Start of RECORD EXTRACTS
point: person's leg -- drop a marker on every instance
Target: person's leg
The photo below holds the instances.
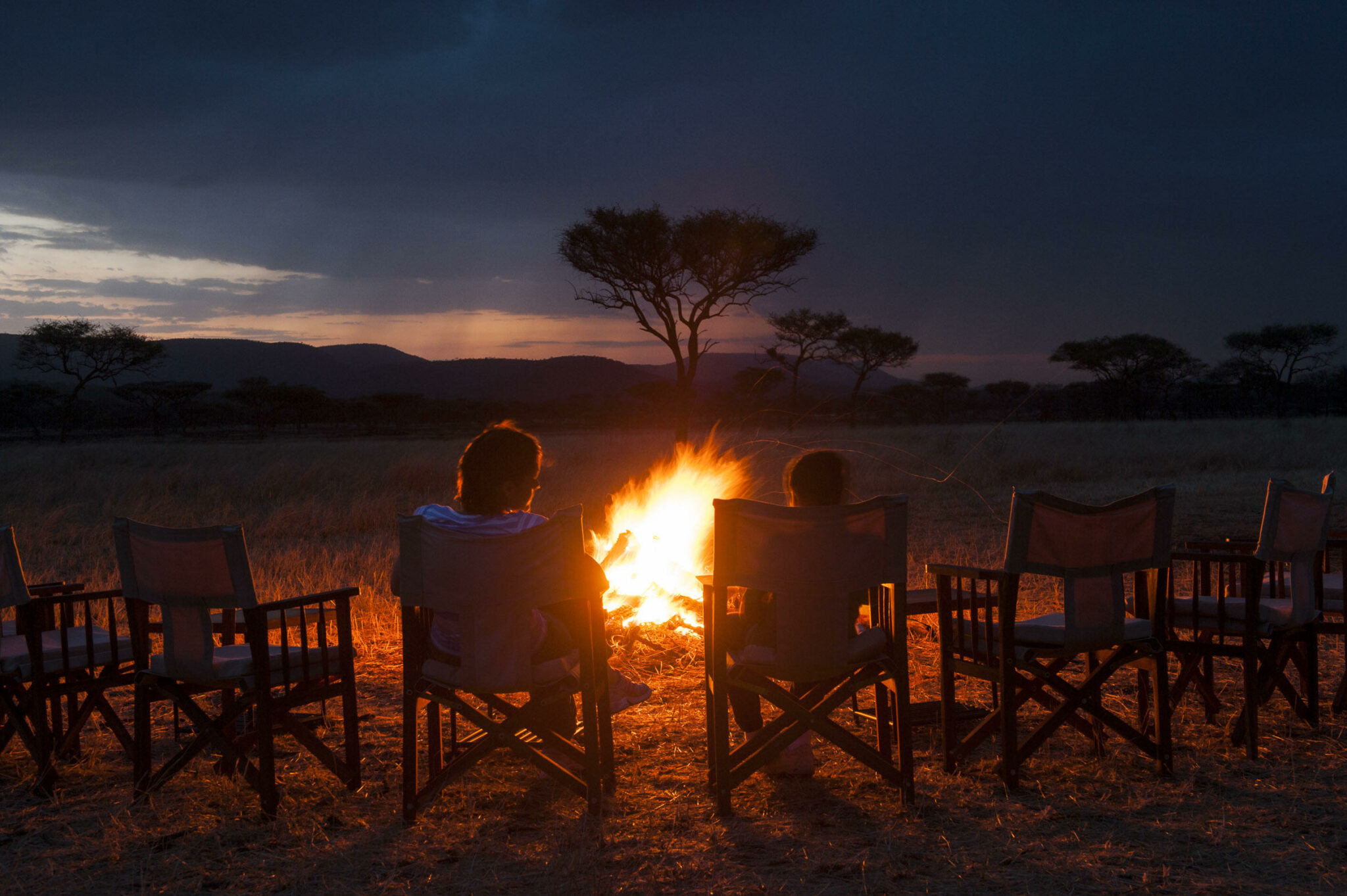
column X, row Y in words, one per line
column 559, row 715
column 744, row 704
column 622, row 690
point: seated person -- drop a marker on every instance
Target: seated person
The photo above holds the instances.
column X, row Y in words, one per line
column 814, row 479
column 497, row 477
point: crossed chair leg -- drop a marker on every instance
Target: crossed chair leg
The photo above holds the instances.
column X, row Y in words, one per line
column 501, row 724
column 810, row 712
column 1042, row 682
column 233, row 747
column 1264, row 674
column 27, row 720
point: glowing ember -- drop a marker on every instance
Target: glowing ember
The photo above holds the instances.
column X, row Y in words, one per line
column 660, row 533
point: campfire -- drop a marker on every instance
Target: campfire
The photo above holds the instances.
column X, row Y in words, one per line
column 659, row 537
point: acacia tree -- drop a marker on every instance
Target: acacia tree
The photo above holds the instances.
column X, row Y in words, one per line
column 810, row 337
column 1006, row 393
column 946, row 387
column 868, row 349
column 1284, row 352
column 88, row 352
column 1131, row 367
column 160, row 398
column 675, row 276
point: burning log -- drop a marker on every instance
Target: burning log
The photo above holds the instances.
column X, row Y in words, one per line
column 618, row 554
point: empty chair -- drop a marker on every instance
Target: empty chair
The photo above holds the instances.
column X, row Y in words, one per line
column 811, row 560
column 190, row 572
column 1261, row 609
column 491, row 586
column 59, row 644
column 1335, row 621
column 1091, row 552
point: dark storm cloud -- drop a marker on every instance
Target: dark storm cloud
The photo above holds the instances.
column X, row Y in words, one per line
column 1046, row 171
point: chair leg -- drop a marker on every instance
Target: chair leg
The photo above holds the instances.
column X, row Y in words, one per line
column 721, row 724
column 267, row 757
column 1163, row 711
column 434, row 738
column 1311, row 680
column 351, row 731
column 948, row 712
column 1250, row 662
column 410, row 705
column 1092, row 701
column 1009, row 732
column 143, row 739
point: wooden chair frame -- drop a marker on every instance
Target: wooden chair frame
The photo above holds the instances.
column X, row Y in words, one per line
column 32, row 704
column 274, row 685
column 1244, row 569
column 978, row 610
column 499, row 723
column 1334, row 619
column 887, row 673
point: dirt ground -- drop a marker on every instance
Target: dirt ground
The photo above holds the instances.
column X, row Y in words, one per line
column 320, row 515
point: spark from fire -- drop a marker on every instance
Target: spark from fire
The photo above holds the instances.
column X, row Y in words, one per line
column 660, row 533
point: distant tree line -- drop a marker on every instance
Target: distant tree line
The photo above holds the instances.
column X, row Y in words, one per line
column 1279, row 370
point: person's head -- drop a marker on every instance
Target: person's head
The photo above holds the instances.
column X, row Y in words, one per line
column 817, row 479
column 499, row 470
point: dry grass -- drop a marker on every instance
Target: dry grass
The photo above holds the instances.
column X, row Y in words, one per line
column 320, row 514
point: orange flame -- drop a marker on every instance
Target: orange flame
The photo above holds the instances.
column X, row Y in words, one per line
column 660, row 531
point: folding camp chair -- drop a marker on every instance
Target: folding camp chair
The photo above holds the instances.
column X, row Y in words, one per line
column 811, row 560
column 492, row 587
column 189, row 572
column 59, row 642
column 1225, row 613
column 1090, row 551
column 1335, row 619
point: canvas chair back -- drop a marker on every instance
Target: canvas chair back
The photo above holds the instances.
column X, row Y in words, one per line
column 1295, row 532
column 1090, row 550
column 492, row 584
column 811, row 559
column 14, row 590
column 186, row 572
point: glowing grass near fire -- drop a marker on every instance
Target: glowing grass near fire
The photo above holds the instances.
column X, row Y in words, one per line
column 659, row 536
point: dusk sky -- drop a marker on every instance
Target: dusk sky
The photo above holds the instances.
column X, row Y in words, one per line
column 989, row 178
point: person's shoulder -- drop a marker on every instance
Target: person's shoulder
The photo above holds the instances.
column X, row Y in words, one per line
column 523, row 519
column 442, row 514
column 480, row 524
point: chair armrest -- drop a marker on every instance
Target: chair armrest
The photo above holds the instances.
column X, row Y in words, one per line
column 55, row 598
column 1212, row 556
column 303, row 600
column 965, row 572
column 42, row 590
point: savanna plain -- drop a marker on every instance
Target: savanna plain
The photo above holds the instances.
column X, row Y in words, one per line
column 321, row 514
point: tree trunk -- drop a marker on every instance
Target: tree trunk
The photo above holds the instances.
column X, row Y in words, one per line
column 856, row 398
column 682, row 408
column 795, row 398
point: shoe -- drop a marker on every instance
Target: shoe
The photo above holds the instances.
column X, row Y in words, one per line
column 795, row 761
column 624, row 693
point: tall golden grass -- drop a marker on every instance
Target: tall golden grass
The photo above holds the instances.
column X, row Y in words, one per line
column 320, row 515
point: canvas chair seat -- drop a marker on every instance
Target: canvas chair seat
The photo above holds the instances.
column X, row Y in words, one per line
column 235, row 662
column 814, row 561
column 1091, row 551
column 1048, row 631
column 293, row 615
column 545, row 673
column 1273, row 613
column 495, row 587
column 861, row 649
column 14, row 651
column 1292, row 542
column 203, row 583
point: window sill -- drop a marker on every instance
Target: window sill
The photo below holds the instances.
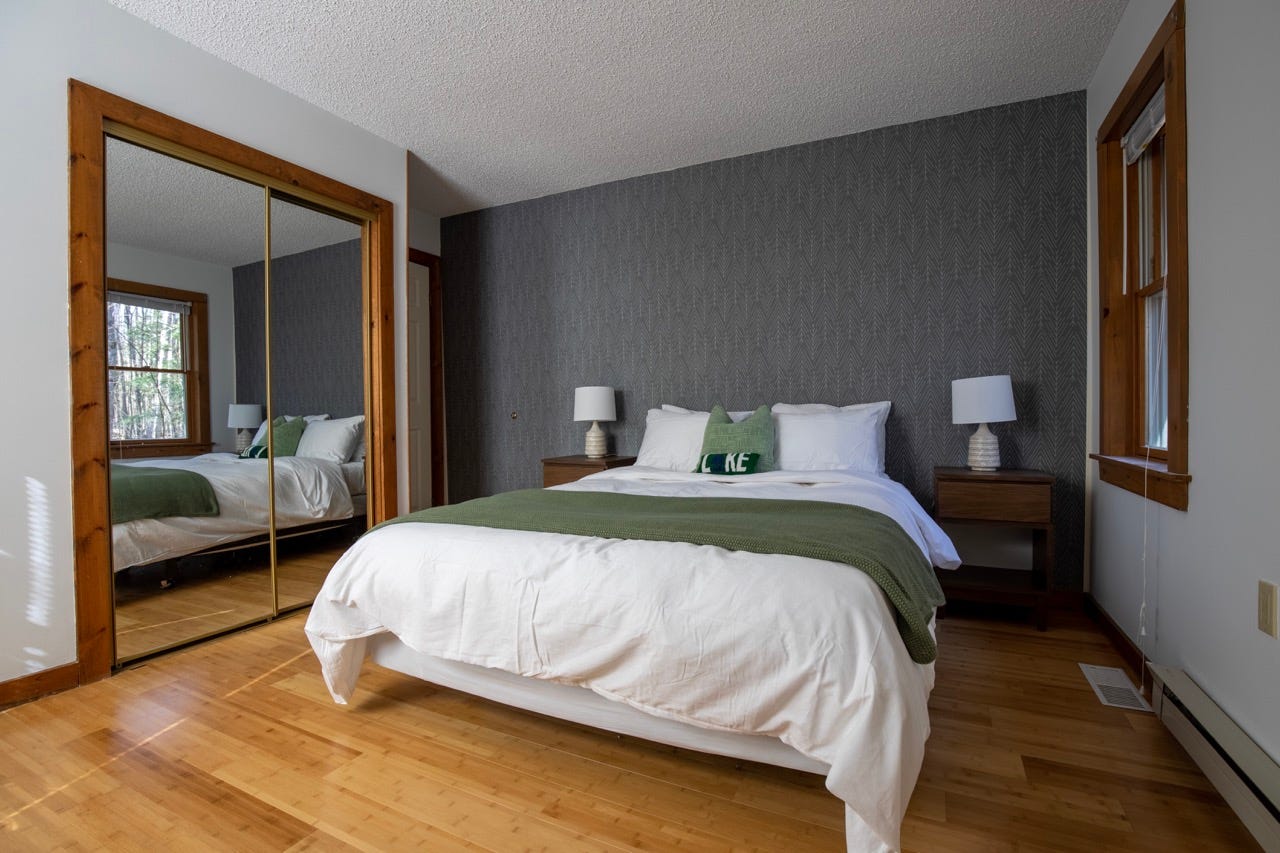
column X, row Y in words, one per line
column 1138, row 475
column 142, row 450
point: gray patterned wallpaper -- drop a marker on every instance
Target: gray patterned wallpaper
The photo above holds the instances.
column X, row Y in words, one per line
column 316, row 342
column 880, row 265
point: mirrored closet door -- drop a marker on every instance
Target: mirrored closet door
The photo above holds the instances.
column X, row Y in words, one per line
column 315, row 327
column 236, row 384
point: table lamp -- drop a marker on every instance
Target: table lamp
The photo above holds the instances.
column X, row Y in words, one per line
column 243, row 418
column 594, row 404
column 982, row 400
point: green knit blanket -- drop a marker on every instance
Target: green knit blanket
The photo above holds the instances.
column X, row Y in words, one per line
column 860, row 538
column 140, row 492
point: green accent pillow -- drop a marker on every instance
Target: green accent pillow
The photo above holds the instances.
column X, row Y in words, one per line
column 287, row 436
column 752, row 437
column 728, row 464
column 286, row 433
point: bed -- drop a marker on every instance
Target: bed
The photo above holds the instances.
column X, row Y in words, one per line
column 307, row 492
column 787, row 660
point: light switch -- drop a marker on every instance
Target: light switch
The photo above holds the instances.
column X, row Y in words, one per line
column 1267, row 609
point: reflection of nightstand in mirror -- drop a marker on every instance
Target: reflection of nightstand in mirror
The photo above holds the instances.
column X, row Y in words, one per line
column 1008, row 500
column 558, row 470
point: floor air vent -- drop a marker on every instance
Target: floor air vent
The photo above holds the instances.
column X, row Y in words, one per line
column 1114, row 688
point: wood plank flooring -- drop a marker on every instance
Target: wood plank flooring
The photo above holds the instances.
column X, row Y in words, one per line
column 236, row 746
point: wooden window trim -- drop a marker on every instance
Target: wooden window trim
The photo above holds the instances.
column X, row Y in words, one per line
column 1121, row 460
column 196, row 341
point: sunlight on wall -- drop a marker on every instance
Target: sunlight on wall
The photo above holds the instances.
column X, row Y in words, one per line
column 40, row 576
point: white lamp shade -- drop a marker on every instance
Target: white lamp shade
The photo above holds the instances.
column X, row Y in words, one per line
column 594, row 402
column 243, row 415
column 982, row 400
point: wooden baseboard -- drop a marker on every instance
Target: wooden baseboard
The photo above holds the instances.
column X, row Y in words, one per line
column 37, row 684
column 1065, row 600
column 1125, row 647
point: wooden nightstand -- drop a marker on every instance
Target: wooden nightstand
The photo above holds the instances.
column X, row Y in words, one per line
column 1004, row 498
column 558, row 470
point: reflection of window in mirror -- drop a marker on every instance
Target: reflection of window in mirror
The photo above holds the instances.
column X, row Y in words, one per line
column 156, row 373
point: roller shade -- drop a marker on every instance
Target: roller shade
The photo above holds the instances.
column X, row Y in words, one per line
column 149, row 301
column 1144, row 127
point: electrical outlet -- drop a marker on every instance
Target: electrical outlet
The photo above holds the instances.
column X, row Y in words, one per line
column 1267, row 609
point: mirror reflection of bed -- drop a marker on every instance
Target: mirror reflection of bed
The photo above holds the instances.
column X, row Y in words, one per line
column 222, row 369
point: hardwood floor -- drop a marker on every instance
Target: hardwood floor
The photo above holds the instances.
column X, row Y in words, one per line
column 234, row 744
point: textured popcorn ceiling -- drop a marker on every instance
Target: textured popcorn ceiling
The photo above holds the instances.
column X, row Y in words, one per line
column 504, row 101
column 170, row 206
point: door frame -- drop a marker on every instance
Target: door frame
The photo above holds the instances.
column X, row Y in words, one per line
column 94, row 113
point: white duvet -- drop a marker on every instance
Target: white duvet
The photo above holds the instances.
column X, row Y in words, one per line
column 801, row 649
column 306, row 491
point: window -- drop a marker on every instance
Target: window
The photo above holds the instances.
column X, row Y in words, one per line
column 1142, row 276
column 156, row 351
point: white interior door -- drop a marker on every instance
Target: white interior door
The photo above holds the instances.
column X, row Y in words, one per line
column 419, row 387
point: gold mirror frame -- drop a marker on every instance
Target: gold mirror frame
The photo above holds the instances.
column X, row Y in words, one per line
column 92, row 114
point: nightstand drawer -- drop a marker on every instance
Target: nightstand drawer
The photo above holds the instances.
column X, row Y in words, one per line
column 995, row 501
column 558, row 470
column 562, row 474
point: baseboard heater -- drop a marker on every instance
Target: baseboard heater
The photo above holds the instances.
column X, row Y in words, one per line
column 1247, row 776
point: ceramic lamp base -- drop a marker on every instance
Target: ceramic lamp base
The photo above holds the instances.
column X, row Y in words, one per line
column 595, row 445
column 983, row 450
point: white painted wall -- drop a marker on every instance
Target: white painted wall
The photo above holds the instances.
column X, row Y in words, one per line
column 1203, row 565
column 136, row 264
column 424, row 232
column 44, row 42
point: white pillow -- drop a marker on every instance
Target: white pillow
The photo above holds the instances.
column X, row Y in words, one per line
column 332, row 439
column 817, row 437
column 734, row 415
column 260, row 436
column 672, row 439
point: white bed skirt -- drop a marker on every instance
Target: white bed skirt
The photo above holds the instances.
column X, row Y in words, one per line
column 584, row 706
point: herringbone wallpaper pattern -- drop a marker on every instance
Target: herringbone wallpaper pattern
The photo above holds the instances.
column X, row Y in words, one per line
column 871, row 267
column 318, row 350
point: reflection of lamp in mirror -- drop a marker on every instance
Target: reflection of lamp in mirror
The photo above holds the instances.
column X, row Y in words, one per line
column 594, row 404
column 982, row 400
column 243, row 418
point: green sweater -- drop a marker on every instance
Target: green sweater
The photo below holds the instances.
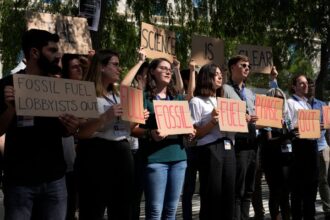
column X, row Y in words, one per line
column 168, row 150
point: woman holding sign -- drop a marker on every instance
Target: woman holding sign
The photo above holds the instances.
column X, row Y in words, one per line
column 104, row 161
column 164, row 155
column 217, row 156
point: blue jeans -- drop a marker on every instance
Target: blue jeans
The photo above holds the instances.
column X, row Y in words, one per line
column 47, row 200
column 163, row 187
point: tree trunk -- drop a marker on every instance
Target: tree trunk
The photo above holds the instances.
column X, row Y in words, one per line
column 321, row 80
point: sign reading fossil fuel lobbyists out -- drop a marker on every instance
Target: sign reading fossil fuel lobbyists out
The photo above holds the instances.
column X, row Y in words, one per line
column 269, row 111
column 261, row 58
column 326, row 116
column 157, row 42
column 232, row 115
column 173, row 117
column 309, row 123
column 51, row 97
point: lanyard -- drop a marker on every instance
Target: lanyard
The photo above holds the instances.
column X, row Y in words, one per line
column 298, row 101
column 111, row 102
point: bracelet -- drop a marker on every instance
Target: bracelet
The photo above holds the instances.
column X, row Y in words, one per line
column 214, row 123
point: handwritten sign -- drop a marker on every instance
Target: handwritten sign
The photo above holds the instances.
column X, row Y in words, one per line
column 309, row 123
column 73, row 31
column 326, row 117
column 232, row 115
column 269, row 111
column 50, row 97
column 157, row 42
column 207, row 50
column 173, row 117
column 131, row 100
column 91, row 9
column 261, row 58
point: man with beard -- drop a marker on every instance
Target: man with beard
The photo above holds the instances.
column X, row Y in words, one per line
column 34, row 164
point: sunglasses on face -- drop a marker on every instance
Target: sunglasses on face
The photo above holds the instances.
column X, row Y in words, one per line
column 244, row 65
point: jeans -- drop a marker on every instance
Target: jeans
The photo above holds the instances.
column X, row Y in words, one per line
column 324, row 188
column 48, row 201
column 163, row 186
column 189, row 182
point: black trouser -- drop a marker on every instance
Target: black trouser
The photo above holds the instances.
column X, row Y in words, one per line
End of RECORD EXTRACTS
Copy out exactly the lines between the line with "point: sign reading" and the last line of the entries, counting both of those lines.

**FINISHED TASK:**
point: sign reading fossil fuel lobbyists out -- drop a marker on every instance
Target: sign reading fossil fuel lobbyists out
The photo above holds the instances.
column X, row Y in words, one per line
column 269, row 111
column 261, row 58
column 326, row 116
column 157, row 42
column 232, row 115
column 173, row 117
column 309, row 123
column 51, row 97
point: lanyard -- drop a marker on every instance
Target: lanyard
The photo above holds the instances.
column X, row Y in words, one per line
column 298, row 101
column 111, row 102
point: bracelet -- drop a marker on every instance
Target: bracelet
The photo above holds the instances.
column X, row Y in words, one per line
column 214, row 123
point: handwritten sign -- drop a marker on every instance
Target: handwritten sign
The photo above holds the instances.
column X, row Y in words, one per line
column 309, row 123
column 73, row 31
column 326, row 117
column 232, row 115
column 269, row 111
column 50, row 97
column 157, row 42
column 207, row 50
column 173, row 117
column 131, row 100
column 91, row 9
column 261, row 58
point: man with beard -- drop a marker on every instance
Target: man with beard
The photo above holds the instances.
column X, row Y in words, one per line
column 34, row 164
point: sunglasses on face -- drop a marker on every instance
Target: sunglasses on face
The photo above holds the instances.
column X, row Y in words, one per line
column 244, row 65
point: jeans -- drop a marker on every instance
Target: jeans
The photo above holds the instances.
column X, row Y in words, one per line
column 324, row 188
column 48, row 201
column 163, row 186
column 189, row 182
point: black trouser -- drop a marker on every instance
Target: black trouser
The photo above holds the instances.
column X, row Y in words, one per line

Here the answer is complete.